Stored records:

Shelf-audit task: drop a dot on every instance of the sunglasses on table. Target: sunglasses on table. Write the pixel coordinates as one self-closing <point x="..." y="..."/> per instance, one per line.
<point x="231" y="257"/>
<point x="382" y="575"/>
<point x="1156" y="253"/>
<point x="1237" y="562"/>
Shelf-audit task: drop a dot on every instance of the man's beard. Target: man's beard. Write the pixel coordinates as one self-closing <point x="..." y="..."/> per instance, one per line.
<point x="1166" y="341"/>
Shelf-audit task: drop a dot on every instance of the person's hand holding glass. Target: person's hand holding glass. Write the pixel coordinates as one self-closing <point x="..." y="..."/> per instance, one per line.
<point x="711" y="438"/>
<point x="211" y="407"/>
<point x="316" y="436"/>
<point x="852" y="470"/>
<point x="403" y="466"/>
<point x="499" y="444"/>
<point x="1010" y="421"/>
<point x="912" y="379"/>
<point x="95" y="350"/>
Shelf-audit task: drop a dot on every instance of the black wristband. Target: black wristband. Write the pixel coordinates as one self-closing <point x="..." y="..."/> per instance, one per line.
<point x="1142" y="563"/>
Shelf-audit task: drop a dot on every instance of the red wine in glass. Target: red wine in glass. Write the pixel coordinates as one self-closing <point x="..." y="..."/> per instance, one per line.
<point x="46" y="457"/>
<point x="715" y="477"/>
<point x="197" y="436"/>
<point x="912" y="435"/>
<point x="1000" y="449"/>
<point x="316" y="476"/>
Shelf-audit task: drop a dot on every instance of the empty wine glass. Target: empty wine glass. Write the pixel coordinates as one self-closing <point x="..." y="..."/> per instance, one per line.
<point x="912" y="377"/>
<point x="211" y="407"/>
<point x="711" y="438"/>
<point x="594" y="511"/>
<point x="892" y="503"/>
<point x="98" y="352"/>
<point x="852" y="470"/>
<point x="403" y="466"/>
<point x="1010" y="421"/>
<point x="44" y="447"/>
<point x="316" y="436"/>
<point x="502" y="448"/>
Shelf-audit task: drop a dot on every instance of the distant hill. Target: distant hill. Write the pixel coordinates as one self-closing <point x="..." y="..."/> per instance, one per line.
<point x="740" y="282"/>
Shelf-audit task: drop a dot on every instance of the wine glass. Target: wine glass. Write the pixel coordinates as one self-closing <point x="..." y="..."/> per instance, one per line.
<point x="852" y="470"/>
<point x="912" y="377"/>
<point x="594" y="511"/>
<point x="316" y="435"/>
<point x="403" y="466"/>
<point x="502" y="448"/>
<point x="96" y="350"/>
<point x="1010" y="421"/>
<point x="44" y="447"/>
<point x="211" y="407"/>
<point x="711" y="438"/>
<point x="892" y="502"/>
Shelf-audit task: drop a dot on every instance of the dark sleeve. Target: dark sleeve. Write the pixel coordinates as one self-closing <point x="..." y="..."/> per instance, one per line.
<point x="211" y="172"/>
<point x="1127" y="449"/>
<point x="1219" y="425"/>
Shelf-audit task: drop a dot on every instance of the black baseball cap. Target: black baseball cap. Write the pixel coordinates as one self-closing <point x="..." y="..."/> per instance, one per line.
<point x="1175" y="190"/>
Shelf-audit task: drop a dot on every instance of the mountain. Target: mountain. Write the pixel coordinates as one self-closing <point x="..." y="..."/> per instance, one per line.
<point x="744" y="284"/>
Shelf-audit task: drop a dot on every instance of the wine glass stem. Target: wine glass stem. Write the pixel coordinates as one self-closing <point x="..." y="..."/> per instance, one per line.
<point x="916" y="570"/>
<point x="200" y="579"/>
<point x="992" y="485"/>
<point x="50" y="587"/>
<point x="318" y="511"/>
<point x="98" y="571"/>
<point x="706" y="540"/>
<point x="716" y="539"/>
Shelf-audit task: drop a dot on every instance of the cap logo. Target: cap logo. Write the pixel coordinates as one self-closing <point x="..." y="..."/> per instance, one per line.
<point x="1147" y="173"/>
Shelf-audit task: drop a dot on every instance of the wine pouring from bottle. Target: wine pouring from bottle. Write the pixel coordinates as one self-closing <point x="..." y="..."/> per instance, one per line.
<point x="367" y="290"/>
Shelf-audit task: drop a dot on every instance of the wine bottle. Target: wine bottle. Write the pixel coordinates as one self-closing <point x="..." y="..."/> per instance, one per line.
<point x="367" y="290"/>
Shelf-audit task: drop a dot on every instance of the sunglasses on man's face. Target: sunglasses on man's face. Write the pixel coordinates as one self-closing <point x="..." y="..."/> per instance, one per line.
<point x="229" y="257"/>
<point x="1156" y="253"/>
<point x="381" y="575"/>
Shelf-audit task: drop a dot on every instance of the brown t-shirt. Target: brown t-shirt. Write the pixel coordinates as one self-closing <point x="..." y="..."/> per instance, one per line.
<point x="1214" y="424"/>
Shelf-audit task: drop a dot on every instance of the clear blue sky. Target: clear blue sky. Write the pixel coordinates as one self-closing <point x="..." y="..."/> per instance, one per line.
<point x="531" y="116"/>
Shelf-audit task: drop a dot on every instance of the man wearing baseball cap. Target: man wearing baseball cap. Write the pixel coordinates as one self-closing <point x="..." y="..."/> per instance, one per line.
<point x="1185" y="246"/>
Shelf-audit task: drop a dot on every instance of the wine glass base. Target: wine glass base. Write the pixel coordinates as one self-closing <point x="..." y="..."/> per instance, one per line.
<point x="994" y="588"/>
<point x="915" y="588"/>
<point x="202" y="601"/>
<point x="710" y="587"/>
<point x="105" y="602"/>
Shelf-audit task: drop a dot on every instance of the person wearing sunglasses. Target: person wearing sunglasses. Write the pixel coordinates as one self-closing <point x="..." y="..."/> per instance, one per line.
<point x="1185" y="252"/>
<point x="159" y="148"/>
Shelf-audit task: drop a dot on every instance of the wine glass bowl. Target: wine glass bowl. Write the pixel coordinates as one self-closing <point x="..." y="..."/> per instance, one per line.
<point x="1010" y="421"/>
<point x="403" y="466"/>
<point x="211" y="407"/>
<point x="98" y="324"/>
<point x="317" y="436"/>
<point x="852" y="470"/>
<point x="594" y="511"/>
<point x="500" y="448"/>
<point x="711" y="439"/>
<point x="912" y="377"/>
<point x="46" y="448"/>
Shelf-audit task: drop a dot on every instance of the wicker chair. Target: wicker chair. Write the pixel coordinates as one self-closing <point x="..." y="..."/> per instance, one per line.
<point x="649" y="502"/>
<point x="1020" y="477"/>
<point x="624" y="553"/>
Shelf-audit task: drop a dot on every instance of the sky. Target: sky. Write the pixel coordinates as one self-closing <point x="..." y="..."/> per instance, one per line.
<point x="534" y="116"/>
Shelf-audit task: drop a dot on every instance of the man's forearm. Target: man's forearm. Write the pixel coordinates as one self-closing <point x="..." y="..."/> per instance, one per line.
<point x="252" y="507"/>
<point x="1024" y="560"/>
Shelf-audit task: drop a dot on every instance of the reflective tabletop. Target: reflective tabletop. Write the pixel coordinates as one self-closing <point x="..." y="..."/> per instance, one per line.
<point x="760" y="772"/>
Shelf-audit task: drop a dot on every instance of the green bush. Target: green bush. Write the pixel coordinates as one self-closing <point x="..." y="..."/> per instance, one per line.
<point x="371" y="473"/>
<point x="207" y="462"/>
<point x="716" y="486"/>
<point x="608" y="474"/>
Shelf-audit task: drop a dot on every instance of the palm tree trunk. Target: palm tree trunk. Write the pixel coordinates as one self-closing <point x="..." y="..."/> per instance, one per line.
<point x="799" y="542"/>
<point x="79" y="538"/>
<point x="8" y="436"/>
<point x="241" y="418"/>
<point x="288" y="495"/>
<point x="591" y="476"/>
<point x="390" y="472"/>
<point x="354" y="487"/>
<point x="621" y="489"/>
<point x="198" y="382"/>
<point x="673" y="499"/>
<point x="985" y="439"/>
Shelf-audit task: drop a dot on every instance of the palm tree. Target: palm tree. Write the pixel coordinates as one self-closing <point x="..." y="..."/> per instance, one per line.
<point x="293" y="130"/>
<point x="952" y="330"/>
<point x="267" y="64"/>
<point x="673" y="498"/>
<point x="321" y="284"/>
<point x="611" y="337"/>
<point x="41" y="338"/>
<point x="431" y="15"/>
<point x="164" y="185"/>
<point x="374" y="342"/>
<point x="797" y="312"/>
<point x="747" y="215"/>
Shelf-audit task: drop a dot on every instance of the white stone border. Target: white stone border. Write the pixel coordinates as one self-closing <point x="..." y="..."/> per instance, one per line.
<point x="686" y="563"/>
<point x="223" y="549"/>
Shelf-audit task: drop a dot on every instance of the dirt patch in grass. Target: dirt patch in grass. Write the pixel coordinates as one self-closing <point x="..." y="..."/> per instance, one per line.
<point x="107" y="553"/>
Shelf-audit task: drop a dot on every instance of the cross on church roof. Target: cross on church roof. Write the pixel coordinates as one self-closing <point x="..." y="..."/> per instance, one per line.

GIVEN EXERCISE: Repeat exactly the lines from the line containing "the palm tree." through the end of the listing above; both boundary lines are part of the output.

FULL OUTPUT:
Shelf-audit task: drop a dot on every instance of the palm tree. Target: palm tree. Write the pixel coordinates as one self-closing <point x="..." y="..."/> per instance, one per line.
<point x="293" y="130"/>
<point x="952" y="330"/>
<point x="267" y="64"/>
<point x="673" y="498"/>
<point x="321" y="284"/>
<point x="611" y="337"/>
<point x="41" y="338"/>
<point x="431" y="15"/>
<point x="164" y="185"/>
<point x="374" y="342"/>
<point x="797" y="312"/>
<point x="747" y="215"/>
Shelf-audit task: drop a dot on every instance of the white stone border. Target: white stone border. Write the pixel coordinates as one self-closing <point x="..." y="..."/> per instance, one per line.
<point x="686" y="563"/>
<point x="223" y="549"/>
Shelf-audit task: drop a dot on every instance of the dirt patch in grass. Target: dirt patch in grass. Write the pixel coordinates as one self-closing <point x="..." y="..."/> per instance, one per line.
<point x="107" y="553"/>
Shelf-audit task: drop a dot on every instance of the cross on church roof. Target: cross on church roof. Write the pixel coordinates as one self-closing <point x="..." y="..."/> per instance, one per line.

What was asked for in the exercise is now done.